_WHAT TO PRODUCE_: In the entries, write out again every line of the part that opens with the line containing "Whereabouts is the red" and closes with the line containing "400,137 -> 419,149". Multiply each box coordinate by 2 and round to whole numbers, with halves going up.
===== DATA TO PROCESS =====
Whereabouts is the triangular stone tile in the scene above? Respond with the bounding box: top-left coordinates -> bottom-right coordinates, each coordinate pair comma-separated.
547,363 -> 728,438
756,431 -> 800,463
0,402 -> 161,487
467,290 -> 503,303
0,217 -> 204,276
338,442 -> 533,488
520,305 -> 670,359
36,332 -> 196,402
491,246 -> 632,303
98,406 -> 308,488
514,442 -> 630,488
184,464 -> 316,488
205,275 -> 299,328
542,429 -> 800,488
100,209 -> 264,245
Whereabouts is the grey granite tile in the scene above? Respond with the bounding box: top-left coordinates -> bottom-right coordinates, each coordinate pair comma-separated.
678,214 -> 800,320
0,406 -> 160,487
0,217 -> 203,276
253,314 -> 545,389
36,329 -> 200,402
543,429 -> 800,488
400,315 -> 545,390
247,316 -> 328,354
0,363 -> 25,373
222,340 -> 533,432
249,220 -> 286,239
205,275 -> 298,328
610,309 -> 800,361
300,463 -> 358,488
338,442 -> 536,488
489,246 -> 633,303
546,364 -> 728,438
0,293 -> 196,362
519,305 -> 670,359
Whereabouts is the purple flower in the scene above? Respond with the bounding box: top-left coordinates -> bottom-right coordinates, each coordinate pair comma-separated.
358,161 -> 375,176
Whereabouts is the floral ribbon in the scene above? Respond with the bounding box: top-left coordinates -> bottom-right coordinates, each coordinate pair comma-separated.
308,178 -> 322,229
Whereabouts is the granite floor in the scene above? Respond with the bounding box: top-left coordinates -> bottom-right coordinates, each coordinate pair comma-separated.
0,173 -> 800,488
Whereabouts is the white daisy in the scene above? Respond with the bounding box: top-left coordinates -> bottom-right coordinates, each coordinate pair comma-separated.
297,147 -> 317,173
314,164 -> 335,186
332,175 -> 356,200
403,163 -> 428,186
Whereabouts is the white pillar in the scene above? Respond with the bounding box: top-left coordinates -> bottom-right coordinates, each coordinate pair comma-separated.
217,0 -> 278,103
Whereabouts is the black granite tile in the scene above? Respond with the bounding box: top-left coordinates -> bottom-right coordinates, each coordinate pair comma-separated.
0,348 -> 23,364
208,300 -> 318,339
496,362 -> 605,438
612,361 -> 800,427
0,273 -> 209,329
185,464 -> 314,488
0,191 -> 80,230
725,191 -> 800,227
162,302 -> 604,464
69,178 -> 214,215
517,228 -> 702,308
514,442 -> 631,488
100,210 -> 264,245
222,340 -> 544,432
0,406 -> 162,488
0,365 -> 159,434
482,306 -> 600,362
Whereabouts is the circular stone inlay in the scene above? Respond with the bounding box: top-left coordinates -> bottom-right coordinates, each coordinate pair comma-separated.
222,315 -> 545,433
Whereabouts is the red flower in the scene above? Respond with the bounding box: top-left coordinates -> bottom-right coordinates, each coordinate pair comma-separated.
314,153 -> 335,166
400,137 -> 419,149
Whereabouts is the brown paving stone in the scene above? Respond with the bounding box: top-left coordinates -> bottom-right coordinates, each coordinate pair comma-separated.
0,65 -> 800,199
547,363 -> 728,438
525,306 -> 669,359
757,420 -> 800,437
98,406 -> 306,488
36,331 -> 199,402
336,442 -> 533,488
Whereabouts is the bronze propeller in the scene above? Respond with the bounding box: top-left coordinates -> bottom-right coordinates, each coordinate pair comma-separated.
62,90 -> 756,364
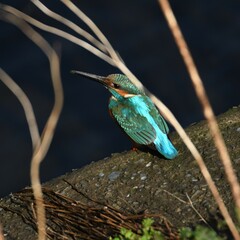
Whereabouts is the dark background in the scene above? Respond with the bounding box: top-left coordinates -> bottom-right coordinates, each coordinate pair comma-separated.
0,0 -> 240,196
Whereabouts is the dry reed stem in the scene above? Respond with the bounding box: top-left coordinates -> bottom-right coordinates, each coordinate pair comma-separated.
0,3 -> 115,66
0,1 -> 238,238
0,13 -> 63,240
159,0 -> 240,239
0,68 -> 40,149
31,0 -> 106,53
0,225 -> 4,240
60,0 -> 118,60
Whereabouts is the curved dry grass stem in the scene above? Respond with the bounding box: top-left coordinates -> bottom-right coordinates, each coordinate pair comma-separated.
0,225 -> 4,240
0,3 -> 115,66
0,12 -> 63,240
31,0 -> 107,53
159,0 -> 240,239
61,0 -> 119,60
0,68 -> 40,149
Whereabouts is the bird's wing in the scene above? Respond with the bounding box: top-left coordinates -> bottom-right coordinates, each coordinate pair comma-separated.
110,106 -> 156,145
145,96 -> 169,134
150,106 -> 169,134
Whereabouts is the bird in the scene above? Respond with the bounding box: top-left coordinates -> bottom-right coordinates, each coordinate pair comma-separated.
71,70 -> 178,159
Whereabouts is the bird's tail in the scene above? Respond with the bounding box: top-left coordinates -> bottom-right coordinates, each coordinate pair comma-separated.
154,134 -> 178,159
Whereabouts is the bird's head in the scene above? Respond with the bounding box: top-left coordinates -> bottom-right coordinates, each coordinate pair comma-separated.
=====
_ANSWER BELOW_:
Whereabouts is the red flower in the scene above? Respond with the bounding box: top-left coordinates -> bottom-right coordinates, each coordinate pair comma-separated.
628,306 -> 670,332
800,274 -> 838,298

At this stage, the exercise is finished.